--- BEGIN DATA TO PROCESS ---

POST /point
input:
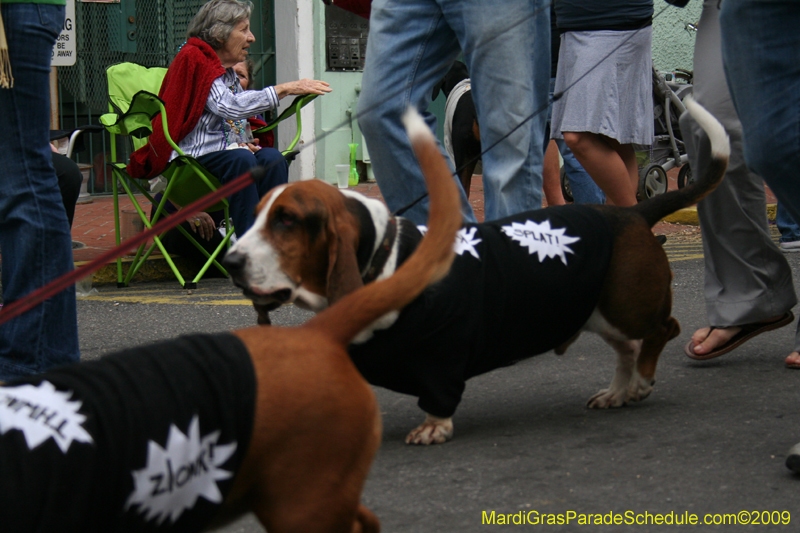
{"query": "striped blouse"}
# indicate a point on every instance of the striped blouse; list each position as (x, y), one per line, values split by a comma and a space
(227, 103)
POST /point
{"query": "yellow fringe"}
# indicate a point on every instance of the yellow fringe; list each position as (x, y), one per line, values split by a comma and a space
(6, 79)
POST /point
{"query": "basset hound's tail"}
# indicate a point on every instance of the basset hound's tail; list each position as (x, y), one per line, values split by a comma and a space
(429, 263)
(655, 208)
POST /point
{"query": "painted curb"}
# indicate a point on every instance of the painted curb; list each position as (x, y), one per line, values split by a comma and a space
(688, 216)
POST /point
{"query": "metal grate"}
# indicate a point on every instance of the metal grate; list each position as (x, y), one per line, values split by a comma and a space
(148, 32)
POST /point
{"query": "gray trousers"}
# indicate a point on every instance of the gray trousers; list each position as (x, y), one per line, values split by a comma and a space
(747, 278)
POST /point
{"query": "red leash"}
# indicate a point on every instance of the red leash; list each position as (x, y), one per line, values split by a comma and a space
(23, 305)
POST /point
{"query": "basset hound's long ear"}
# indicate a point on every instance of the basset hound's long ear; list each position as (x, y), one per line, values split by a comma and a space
(343, 274)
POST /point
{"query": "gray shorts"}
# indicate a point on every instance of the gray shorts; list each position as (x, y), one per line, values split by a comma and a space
(606, 78)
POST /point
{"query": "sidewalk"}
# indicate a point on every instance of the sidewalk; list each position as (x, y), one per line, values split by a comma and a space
(93, 228)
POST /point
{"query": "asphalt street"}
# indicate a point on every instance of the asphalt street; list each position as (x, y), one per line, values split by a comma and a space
(709, 443)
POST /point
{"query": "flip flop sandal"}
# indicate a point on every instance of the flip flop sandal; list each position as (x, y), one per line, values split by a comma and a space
(747, 332)
(794, 364)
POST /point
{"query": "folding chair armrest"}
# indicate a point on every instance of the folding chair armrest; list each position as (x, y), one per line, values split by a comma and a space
(297, 104)
(73, 135)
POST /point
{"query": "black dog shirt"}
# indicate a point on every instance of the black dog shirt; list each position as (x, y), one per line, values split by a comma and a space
(519, 287)
(143, 440)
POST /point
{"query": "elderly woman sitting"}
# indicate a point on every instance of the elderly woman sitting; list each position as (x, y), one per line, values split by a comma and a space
(207, 111)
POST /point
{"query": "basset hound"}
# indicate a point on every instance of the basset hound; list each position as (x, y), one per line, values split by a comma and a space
(518, 287)
(188, 434)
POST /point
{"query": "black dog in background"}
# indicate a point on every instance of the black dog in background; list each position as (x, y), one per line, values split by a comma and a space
(461, 132)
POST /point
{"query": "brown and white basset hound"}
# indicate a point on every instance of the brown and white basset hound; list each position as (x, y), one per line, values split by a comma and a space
(518, 287)
(188, 434)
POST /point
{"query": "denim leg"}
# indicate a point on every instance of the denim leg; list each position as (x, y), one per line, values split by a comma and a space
(228, 165)
(412, 44)
(789, 229)
(761, 52)
(35, 239)
(507, 51)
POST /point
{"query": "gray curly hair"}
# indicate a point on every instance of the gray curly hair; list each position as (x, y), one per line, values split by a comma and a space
(216, 19)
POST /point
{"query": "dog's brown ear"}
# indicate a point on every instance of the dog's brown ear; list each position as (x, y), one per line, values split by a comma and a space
(343, 274)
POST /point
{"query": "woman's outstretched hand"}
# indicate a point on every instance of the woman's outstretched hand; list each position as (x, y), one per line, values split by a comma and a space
(304, 86)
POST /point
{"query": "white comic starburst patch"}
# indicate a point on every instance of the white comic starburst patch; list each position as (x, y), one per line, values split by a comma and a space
(465, 241)
(41, 412)
(542, 239)
(177, 475)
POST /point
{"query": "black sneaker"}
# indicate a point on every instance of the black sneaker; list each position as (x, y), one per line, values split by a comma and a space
(793, 459)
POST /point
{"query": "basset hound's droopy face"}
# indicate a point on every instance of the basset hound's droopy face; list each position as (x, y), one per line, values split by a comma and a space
(300, 249)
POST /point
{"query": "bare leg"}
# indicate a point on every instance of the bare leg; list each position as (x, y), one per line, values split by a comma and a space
(600, 156)
(551, 175)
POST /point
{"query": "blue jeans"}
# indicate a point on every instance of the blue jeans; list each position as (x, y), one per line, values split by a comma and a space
(35, 239)
(227, 165)
(506, 47)
(760, 44)
(789, 229)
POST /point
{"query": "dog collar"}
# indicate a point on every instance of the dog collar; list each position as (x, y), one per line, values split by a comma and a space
(380, 256)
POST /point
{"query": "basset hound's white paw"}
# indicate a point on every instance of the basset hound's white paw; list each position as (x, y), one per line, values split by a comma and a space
(434, 430)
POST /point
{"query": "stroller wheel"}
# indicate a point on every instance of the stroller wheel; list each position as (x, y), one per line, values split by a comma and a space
(652, 181)
(566, 191)
(685, 176)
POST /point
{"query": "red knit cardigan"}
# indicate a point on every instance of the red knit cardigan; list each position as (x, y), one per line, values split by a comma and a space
(185, 91)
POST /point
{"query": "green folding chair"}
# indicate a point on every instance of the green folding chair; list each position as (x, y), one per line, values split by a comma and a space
(133, 105)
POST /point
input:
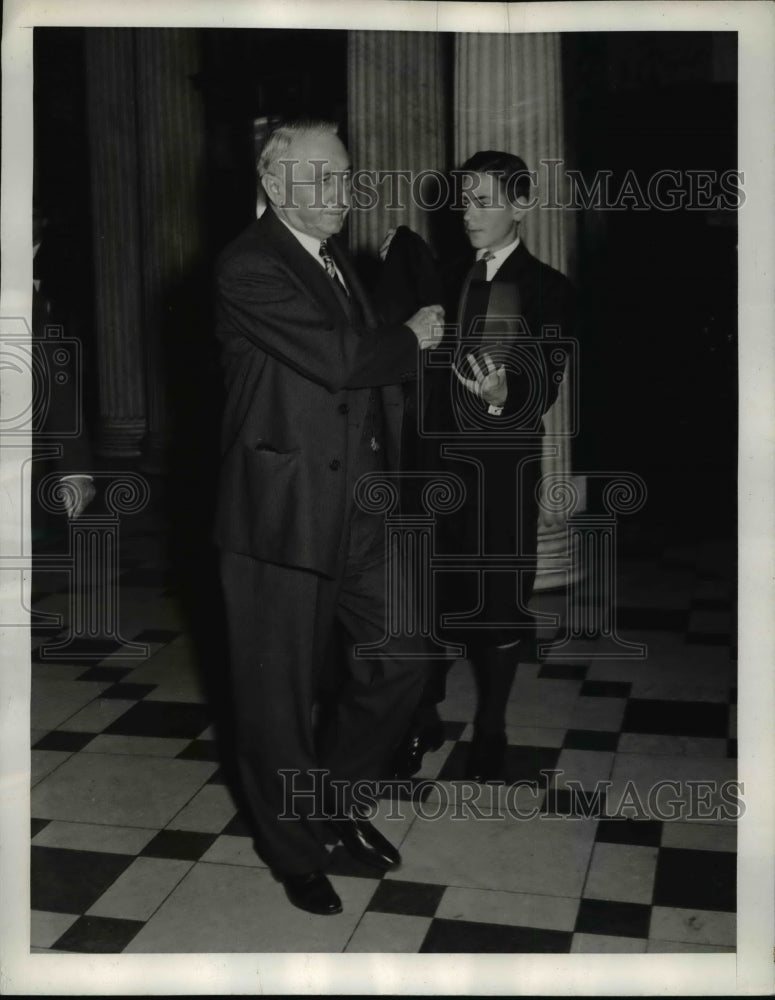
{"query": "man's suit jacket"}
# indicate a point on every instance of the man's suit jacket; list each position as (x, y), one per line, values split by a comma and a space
(300, 362)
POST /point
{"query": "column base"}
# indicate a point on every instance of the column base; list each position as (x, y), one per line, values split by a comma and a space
(557, 567)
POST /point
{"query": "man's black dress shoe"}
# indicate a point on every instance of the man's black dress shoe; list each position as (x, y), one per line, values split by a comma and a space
(485, 758)
(365, 843)
(407, 760)
(312, 892)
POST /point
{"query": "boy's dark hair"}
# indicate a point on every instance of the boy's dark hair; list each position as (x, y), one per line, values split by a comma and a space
(511, 171)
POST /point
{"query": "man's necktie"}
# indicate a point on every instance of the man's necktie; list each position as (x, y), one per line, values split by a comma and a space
(328, 260)
(479, 270)
(476, 293)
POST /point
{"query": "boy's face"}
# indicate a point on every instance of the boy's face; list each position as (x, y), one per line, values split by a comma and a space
(490, 221)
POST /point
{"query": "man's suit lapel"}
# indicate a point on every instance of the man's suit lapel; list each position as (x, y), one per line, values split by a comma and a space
(313, 277)
(354, 286)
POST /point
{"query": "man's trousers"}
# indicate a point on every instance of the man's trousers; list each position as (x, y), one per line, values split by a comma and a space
(280, 621)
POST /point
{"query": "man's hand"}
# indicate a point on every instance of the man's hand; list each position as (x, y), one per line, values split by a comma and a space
(385, 245)
(427, 326)
(489, 382)
(78, 494)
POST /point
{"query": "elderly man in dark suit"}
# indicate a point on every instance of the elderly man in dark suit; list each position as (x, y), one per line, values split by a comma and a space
(314, 401)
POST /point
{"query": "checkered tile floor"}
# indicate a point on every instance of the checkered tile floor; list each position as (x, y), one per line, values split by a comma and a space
(138, 844)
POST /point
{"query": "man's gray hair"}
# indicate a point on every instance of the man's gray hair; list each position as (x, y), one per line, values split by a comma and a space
(279, 141)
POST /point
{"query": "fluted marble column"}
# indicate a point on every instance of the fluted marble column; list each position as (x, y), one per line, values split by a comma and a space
(171, 154)
(508, 95)
(396, 123)
(112, 117)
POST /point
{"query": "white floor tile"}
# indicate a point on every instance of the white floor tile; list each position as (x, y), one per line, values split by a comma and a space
(221, 908)
(52, 701)
(692, 926)
(145, 746)
(229, 850)
(622, 873)
(603, 944)
(383, 933)
(208, 811)
(43, 762)
(122, 790)
(139, 891)
(98, 715)
(46, 928)
(518, 909)
(541, 856)
(699, 836)
(93, 837)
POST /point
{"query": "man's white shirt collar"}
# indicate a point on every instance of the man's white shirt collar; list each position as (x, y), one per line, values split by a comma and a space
(312, 245)
(498, 257)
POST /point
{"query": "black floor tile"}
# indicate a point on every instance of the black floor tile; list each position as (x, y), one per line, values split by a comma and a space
(182, 845)
(173, 719)
(641, 832)
(712, 604)
(112, 674)
(563, 671)
(342, 863)
(100, 935)
(453, 730)
(656, 619)
(467, 936)
(519, 764)
(156, 635)
(237, 826)
(703, 880)
(590, 739)
(201, 750)
(403, 790)
(81, 651)
(60, 739)
(128, 691)
(597, 916)
(64, 881)
(145, 577)
(574, 803)
(709, 638)
(675, 718)
(605, 689)
(414, 899)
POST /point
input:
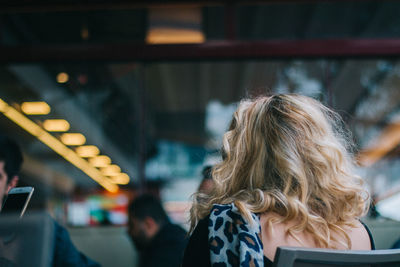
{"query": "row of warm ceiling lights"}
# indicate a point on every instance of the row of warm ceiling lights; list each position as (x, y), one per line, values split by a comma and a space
(108, 175)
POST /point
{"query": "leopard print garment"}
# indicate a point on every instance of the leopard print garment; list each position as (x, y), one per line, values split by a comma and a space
(233, 241)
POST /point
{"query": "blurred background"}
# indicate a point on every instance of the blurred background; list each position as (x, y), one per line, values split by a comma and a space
(110, 99)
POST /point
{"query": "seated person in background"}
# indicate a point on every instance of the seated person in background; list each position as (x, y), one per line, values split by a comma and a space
(159, 242)
(65, 253)
(286, 179)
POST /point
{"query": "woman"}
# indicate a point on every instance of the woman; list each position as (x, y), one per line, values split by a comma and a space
(286, 179)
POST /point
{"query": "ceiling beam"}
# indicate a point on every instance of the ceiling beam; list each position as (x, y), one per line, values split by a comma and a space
(217, 50)
(27, 6)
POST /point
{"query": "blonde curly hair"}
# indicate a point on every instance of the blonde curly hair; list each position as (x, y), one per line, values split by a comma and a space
(288, 154)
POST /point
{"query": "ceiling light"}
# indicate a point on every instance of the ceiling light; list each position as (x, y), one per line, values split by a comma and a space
(56, 125)
(111, 170)
(175, 25)
(122, 178)
(87, 151)
(62, 77)
(100, 161)
(35, 108)
(174, 36)
(73, 139)
(58, 147)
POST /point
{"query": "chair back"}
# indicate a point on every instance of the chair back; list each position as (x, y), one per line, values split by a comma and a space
(26, 241)
(313, 257)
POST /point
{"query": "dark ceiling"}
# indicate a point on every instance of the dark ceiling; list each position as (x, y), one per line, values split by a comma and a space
(126, 105)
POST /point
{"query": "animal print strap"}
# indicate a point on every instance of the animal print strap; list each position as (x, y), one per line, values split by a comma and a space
(233, 241)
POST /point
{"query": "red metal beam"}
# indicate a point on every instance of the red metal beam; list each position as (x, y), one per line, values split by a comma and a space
(224, 50)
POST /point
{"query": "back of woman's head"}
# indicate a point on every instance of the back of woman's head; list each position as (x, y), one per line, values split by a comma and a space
(288, 154)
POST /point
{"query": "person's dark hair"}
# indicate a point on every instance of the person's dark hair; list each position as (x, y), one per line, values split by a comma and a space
(148, 206)
(206, 172)
(11, 154)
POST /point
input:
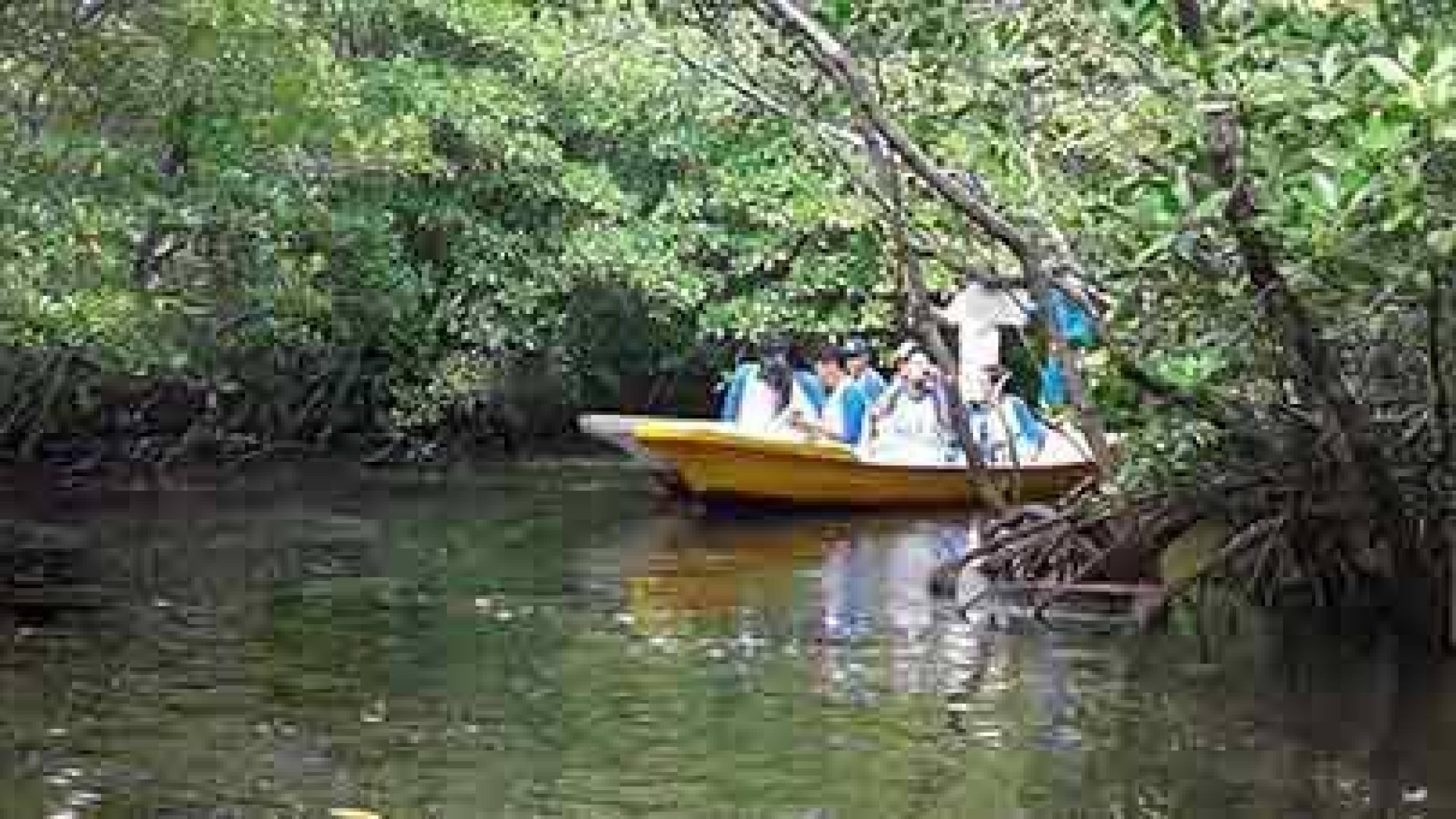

--- END DATA TO PROCESS ---

▶ **AIM**: Return every line of the items above that contains the word "chair", matching case exactly.

▶ **THE COMPLETED TASK**:
{"query": "folding chair armrest"}
# indicate a point on every instance of the folding chair armrest; list each position as (x, y), one per line, values split by a comma and a space
{"query": "green folding chair"}
# indicate a point on every instance of the green folding chair; list each position as (x, y), one per line, values split by a comma and a space
{"query": "chair back"}
# indicate a point on every instance of the chair back; list each position as (x, y), one per line, values split by a comma and a space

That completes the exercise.